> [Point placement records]
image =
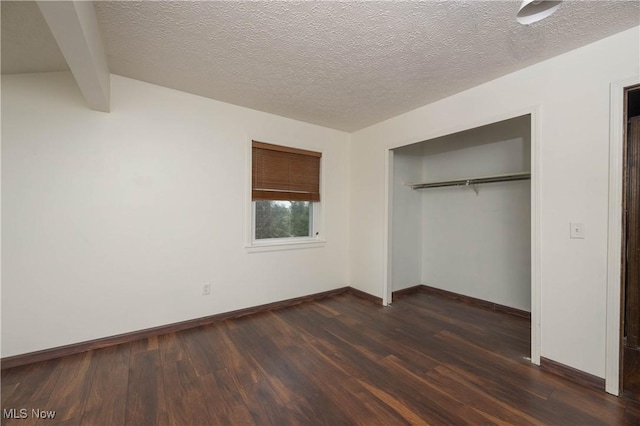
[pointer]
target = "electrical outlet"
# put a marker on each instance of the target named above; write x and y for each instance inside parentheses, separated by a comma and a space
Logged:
(577, 230)
(206, 289)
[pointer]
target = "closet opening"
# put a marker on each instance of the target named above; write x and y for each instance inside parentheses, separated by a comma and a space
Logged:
(460, 217)
(630, 372)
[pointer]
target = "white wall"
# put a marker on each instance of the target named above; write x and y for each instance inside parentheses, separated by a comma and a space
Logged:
(572, 93)
(406, 253)
(112, 222)
(479, 245)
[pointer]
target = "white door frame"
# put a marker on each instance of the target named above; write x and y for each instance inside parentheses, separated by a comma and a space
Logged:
(614, 238)
(535, 113)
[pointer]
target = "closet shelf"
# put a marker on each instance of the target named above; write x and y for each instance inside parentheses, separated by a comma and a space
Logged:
(473, 181)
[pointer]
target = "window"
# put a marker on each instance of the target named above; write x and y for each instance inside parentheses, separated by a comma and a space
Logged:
(285, 193)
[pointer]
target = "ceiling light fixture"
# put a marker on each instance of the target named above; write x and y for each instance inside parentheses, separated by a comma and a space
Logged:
(536, 10)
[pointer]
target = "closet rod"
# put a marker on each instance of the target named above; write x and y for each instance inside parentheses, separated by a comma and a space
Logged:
(473, 181)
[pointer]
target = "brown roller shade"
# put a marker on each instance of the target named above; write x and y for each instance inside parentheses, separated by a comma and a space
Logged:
(283, 173)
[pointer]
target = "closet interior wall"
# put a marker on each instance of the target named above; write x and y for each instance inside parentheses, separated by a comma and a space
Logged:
(451, 238)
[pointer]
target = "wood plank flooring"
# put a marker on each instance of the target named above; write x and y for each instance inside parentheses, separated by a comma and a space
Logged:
(336, 361)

> [Request]
The records above are to be restated exactly, without their pictures.

> [Result of the task]
image =
[pointer]
target = "electrical outlet"
# put a marker on each instance of the target named above; write x and y for each instance inside parentheses, separated by a comma and a space
Logged:
(577, 230)
(206, 289)
[pointer]
target = "closet opening"
# put a marker on each instance of the target named above; write x and y for each instance inside parentheses, separated by a comma and a space
Logged:
(460, 217)
(630, 372)
[pointer]
target = "white wall"
# put a marker on each instance of the target named above; write x and y for each instance inside parentheses, separated by a comma and a space
Logged:
(572, 93)
(406, 253)
(112, 222)
(479, 245)
[pointer]
target = "white door frame"
# put a marker on each instance of the target named above; write x and y for each instance inside parentheses, separated by a comma and a space
Logged:
(614, 238)
(535, 113)
[pointer]
target = "closet shelf"
# put a marker on each instance of the target named above; write x and y for each instance inside parentheses, separated by a comma and a space
Logged:
(473, 181)
[pointer]
target = "window"
# put a marker on each instance of the target named above; write x and y for each instance inside parentheses, separated by a comma and a space
Logged:
(285, 193)
[pointer]
target = "ceiling light fixture"
# put a marker on each instance of the target named above; write x and y for each instance inside parentheses, separated by a comma and a space
Logged:
(536, 10)
[pointer]
target = "closet rod"
# put a marker on each instance of the target named above; write x and y for each instance inside parentheses, separated by a comma and a space
Logged:
(473, 181)
[pointer]
target = "brown roller shade"
# put a marker on each instance of the target named above; write x and y for each instance inside parentheses, separated by a comma and a space
Logged:
(283, 173)
[pointer]
target = "closet interior wall"
# put a marker on each instance of the target named above; write x and y for each instance inside parentheses, separated by a comma and a space
Logged:
(451, 238)
[pointer]
target = "wood plank flooring"
# put a marker on each instance of the target named above; write x and y for each instance inside parentheses, separated by a comma and a space
Logged:
(336, 361)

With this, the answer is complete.